Work order – Your output must be the line containing "the snow-covered field." followed by every later line in the entries below, all copied exactly.

Data records

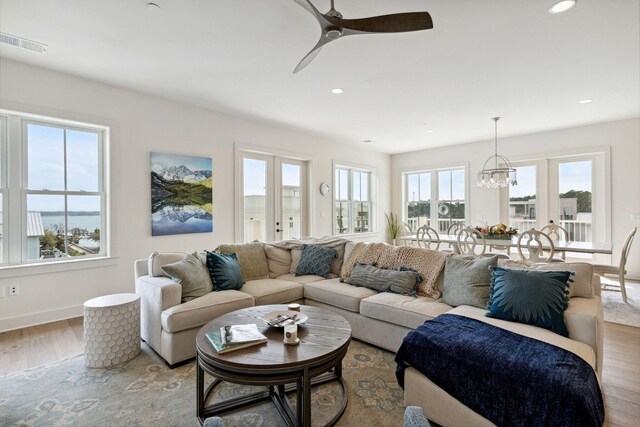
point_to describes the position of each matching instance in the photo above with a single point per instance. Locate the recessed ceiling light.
(562, 6)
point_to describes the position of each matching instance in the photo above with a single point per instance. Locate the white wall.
(623, 138)
(141, 124)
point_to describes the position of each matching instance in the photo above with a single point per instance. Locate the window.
(450, 187)
(523, 201)
(571, 191)
(57, 204)
(352, 197)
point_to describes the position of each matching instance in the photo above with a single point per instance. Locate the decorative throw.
(192, 276)
(225, 271)
(316, 259)
(509, 379)
(385, 280)
(427, 262)
(533, 297)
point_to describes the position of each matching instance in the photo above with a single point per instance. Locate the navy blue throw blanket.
(510, 379)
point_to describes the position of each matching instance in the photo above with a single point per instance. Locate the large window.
(57, 204)
(352, 200)
(570, 191)
(449, 186)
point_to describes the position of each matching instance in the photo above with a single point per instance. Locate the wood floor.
(37, 345)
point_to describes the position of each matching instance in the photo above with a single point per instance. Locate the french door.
(273, 200)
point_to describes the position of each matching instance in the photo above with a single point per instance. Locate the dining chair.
(602, 269)
(407, 232)
(557, 232)
(427, 237)
(471, 242)
(532, 241)
(453, 230)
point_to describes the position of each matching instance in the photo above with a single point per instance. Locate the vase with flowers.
(497, 232)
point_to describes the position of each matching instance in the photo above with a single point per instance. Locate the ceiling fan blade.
(312, 54)
(395, 23)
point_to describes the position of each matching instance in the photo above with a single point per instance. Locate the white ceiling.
(484, 58)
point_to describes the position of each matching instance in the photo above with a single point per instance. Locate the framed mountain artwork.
(181, 194)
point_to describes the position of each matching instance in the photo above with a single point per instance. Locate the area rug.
(145, 392)
(618, 312)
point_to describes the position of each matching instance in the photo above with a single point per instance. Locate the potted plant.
(392, 225)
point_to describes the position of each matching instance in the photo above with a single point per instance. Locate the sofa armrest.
(140, 267)
(585, 322)
(156, 295)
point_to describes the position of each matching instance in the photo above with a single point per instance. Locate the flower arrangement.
(498, 232)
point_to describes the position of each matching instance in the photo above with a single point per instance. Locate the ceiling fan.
(333, 26)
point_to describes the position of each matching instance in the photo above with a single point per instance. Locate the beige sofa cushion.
(273, 291)
(579, 348)
(251, 257)
(278, 260)
(307, 278)
(402, 310)
(197, 312)
(338, 294)
(159, 259)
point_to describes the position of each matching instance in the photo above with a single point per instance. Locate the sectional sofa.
(383, 319)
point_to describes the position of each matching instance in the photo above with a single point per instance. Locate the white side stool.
(111, 330)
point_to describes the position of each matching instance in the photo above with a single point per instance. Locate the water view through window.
(64, 201)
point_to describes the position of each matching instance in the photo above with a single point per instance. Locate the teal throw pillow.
(192, 276)
(316, 259)
(403, 281)
(533, 297)
(224, 270)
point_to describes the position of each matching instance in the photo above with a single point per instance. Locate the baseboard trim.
(33, 319)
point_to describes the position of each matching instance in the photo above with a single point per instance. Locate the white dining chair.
(427, 237)
(471, 242)
(453, 230)
(557, 232)
(602, 269)
(532, 242)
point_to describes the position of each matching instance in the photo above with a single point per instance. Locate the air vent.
(23, 43)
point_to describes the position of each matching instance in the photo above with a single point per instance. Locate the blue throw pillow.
(533, 297)
(224, 271)
(316, 259)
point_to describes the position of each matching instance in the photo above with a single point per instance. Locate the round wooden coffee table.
(324, 340)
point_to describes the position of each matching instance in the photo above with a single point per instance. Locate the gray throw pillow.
(467, 280)
(403, 281)
(192, 275)
(316, 259)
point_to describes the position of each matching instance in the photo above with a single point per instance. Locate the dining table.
(558, 245)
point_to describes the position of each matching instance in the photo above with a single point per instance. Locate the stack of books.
(235, 337)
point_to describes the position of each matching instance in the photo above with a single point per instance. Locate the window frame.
(14, 166)
(434, 193)
(351, 202)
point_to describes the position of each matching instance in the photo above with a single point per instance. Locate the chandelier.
(502, 174)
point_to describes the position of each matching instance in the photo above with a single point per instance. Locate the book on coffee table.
(235, 337)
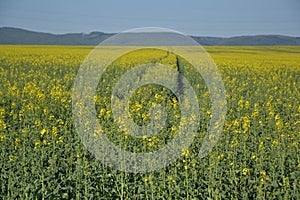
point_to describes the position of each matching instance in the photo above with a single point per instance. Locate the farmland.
(256, 157)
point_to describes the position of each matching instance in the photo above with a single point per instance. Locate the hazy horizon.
(197, 18)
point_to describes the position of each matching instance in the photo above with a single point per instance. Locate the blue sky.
(195, 17)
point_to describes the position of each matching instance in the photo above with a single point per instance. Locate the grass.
(257, 156)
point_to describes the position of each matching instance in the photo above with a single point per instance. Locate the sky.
(221, 18)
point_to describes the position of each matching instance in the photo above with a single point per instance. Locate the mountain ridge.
(11, 35)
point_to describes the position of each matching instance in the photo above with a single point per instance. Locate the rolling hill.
(9, 35)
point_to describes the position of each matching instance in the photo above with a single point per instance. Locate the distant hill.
(9, 35)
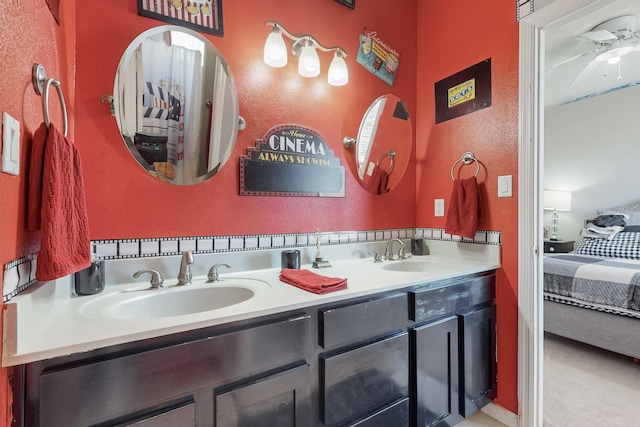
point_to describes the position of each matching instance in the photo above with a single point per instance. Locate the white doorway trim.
(530, 175)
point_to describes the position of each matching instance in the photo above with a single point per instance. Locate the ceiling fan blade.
(600, 36)
(591, 67)
(573, 58)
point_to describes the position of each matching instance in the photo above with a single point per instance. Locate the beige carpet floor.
(585, 386)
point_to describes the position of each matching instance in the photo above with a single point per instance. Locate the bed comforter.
(606, 284)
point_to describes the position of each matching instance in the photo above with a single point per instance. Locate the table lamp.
(556, 201)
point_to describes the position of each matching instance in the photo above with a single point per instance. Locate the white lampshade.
(338, 72)
(309, 63)
(275, 51)
(558, 200)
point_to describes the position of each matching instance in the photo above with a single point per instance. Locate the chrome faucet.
(212, 276)
(388, 252)
(184, 277)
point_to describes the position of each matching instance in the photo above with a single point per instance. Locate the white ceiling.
(566, 42)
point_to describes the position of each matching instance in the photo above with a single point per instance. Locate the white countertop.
(45, 322)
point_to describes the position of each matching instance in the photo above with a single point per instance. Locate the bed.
(592, 294)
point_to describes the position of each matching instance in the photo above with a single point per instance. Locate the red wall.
(125, 202)
(28, 35)
(454, 36)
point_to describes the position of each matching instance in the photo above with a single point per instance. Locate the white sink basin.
(173, 301)
(413, 265)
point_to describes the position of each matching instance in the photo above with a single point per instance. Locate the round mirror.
(176, 105)
(383, 146)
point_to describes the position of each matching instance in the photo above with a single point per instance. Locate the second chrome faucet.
(184, 276)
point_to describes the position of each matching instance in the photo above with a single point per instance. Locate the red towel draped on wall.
(57, 205)
(462, 219)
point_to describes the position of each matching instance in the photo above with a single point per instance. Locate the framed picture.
(464, 92)
(199, 15)
(348, 3)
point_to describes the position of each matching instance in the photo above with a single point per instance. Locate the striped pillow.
(623, 245)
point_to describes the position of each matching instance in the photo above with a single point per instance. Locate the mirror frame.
(237, 124)
(390, 155)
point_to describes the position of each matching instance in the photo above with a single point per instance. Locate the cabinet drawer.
(431, 303)
(355, 322)
(396, 415)
(357, 382)
(182, 416)
(279, 400)
(94, 392)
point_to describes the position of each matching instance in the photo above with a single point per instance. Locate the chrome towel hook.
(41, 85)
(466, 159)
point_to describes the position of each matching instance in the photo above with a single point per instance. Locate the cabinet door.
(396, 415)
(436, 373)
(359, 382)
(478, 329)
(280, 400)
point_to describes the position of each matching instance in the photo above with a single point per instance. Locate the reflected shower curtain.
(171, 95)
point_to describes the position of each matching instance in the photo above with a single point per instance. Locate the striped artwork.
(200, 15)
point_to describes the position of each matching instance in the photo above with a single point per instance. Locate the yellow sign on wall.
(462, 93)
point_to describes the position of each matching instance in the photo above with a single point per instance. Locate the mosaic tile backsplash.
(19, 274)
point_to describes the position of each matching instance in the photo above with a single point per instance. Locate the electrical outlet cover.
(10, 145)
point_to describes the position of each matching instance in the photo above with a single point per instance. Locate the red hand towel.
(462, 219)
(34, 201)
(57, 206)
(312, 282)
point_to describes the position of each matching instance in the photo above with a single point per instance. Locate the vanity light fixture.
(306, 48)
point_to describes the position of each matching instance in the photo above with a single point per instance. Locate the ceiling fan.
(613, 39)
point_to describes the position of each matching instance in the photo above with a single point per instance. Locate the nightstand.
(558, 246)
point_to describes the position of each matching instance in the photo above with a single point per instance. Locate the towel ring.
(42, 84)
(391, 154)
(466, 159)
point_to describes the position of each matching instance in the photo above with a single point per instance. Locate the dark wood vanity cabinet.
(453, 350)
(421, 356)
(364, 368)
(260, 369)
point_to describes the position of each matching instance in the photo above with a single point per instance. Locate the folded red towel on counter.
(312, 282)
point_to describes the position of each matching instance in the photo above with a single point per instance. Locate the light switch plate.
(504, 186)
(439, 207)
(10, 145)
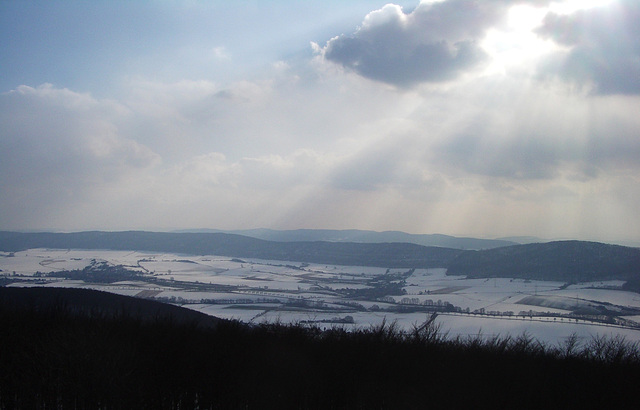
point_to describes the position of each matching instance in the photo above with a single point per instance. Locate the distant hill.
(362, 236)
(569, 261)
(390, 255)
(53, 358)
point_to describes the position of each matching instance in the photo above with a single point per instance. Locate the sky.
(488, 118)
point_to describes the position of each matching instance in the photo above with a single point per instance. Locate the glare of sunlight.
(517, 45)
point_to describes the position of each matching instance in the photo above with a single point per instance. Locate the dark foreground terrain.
(61, 350)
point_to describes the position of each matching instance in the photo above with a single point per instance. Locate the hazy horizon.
(485, 119)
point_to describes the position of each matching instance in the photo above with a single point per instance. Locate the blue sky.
(489, 119)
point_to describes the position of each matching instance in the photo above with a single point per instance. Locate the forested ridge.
(569, 261)
(59, 355)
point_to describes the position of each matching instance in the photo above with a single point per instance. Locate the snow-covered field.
(255, 290)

Task answer –
point_to describes the position of each matching instance in the photo above with a single point per instance. Locate the snow-covered field.
(255, 290)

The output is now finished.